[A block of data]
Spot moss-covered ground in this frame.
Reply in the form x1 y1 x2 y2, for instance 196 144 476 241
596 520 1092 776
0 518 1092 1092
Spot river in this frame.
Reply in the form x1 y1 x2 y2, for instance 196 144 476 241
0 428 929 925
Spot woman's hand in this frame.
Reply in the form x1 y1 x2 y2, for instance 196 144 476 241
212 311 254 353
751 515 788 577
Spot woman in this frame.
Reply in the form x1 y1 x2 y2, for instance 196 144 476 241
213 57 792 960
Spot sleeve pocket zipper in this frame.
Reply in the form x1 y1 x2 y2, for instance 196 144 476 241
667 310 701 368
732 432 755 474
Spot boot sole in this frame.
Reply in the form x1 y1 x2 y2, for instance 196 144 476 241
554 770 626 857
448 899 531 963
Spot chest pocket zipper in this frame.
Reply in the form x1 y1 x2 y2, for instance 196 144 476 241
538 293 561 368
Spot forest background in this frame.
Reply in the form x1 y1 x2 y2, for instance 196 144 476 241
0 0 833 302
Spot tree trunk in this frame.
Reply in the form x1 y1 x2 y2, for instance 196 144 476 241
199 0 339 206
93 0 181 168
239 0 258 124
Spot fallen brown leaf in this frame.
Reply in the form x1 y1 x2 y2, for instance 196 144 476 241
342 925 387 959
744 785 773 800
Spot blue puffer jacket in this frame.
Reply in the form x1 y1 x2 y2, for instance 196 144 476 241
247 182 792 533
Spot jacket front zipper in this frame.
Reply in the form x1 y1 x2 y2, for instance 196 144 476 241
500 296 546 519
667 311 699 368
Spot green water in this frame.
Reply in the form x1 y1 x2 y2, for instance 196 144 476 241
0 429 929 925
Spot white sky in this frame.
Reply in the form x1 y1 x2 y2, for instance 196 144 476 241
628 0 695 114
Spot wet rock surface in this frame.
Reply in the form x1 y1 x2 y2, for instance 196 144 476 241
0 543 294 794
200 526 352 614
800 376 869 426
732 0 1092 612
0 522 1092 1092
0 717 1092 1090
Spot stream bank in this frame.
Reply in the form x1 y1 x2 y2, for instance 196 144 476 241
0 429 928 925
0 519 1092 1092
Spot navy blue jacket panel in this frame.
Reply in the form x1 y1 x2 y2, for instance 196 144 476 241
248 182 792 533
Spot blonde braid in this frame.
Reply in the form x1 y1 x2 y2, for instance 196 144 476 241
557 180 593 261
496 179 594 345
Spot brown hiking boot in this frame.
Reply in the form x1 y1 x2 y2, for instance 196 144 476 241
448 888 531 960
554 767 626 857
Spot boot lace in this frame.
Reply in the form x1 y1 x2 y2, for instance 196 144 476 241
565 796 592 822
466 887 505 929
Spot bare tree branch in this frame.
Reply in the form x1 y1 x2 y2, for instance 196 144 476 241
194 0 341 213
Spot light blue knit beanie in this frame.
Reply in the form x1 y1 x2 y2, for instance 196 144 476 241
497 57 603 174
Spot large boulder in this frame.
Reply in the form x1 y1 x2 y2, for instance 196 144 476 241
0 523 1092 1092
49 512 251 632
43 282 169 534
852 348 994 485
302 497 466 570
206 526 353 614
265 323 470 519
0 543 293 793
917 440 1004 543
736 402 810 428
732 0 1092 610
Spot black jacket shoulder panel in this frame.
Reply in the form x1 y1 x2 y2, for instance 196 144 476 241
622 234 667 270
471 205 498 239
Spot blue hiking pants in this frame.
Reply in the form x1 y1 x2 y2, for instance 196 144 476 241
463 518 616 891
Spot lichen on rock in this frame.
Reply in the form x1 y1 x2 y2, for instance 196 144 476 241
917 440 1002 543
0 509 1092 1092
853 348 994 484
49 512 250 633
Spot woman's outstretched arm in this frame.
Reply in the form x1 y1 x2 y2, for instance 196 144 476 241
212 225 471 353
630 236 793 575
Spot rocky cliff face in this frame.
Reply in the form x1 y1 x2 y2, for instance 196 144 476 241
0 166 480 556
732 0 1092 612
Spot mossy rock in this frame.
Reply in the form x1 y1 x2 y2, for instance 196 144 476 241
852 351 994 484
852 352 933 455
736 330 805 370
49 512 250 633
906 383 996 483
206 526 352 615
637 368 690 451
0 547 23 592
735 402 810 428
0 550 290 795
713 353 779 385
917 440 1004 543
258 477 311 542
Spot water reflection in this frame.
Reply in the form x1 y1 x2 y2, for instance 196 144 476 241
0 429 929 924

# To do
Retype every line of the listing above without any change.

# Problem solution
Spot moss-covered ground in this frame.
Reply in the form x1 y1 x2 y2, for instance 196 144 476 241
596 520 1092 776
0 518 1092 1092
Spot river in this frame.
Reply in the form x1 y1 x2 y2, for instance 196 144 476 241
0 428 929 925
Spot woman's hand in this frame.
Reply in the form x1 y1 x2 y2, for instance 196 144 476 241
212 311 254 353
751 515 788 577
Spot woman in this frame.
Reply in the form x1 y1 x2 y2, for instance 196 144 476 241
213 57 792 960
Spot sleeve pocket zipper in this frame.
Reply in the form x1 y1 x2 y2, for instance 196 144 476 241
667 310 701 368
732 432 755 474
Spot boot sole in this frame.
Reply in the form x1 y1 x2 y2, for instance 196 144 476 241
554 770 626 857
448 899 531 963
Spot chest pocket zipper in this frame.
Reply in the form x1 y1 x2 y2, for instance 196 144 476 241
538 293 561 368
Spot forest background in this frame.
Reply in the form x1 y1 x2 y2, for instance 196 144 476 241
0 0 833 302
Spot tree trunk in this frame.
Reply in the form x1 y1 x2 y2, for instance 196 144 476 241
199 0 339 206
93 0 181 168
239 0 258 124
Spot fallen brown leaf in this frame.
Reply in the form x1 y1 x2 y2, for instance 196 144 476 241
342 925 387 959
744 785 773 800
Spot blue puffer jacket in this frame.
Reply in the form x1 y1 x2 y2, for instance 196 144 476 241
247 182 792 533
Spot jacket front zipper in this frame.
Reply in the form x1 y1 x2 y2, for instance 196 144 476 241
500 296 546 519
667 311 699 368
Spot green water in this frame.
Reply in the form x1 y1 x2 y2, for instance 196 144 476 241
0 429 929 925
Spot white sky in this frame.
Reply in the form x1 y1 x2 y2, for instance 196 144 476 241
628 0 695 114
Spot wet rock surface in this frame.
Reply in the form x1 y1 x2 y2, for instance 196 144 476 241
0 543 294 794
200 526 352 614
800 376 869 426
732 0 1092 612
0 522 1092 1092
0 717 1092 1090
Spot stream bank in this frame.
Reply in the form x1 y1 x2 y2, for instance 196 144 476 241
0 429 928 925
0 519 1092 1092
Spot navy blue jacket panel in this frame.
Reply in the form x1 y1 x2 y2, for instance 196 144 476 241
248 182 792 533
Spot blonde braid in this frame.
Reply in the form x1 y1 x2 y2, for instance 196 144 476 241
557 180 593 261
496 179 594 345
Spot brown hiking boot in this frame.
Reply in the form x1 y1 x2 y2, for instance 196 144 476 241
448 888 531 960
554 767 626 857
Spot boot lace in this frame.
Reply in the form x1 y1 x2 y2, for instance 196 144 476 241
565 796 592 822
466 887 505 929
Spot bare tree branch in this frame.
Reply in the form x1 y1 x2 y2, for instance 196 144 476 241
194 0 341 213
Spot light blue knit beanie in this frame.
Reply in the form x1 y1 x2 y2, for instance 196 144 476 241
497 57 603 174
Spot large boulder in this frame.
Reply in the form x1 y1 x2 y2, for instance 196 144 476 241
0 523 1092 1092
49 512 251 632
43 282 169 534
852 348 994 485
302 497 466 570
206 526 353 614
265 323 470 519
0 543 293 793
917 440 1004 543
736 402 810 428
732 0 1092 610
Spot black jacket shoulder panel in this frame.
Reply in the form x1 y1 x2 y2, for instance 196 144 476 241
622 234 667 270
471 205 498 239
Spot blue hiking pants in this frame.
Reply in the form x1 y1 x2 y2, for instance 196 144 476 241
463 518 616 891
Spot lichen on rock in this frame.
Reply in the form x1 y1 x2 y2, for instance 196 144 476 241
917 440 1002 543
0 509 1092 1092
853 348 994 484
49 512 250 633
Spot woman's outstretched arm in this frame.
Reply in the form x1 y1 x2 y2, for instance 196 144 476 241
212 225 471 353
630 236 793 575
Spot rocky cliff face in this frame.
Reply in the form x1 y1 x2 y2, for instance 196 144 476 241
0 166 480 556
732 0 1092 612
Spot mossy rock in this frame.
Reply in the form x1 y1 x2 y2, for instance 196 144 476 241
852 351 994 484
852 352 933 455
736 330 805 370
49 512 250 633
906 383 996 483
206 526 352 615
637 368 690 451
0 547 23 592
735 402 810 428
0 550 290 795
713 353 779 385
917 440 1004 543
258 477 311 542
Spot water reflection in this frame.
Reply in the form x1 y1 x2 y2, for instance 196 144 476 241
0 429 929 924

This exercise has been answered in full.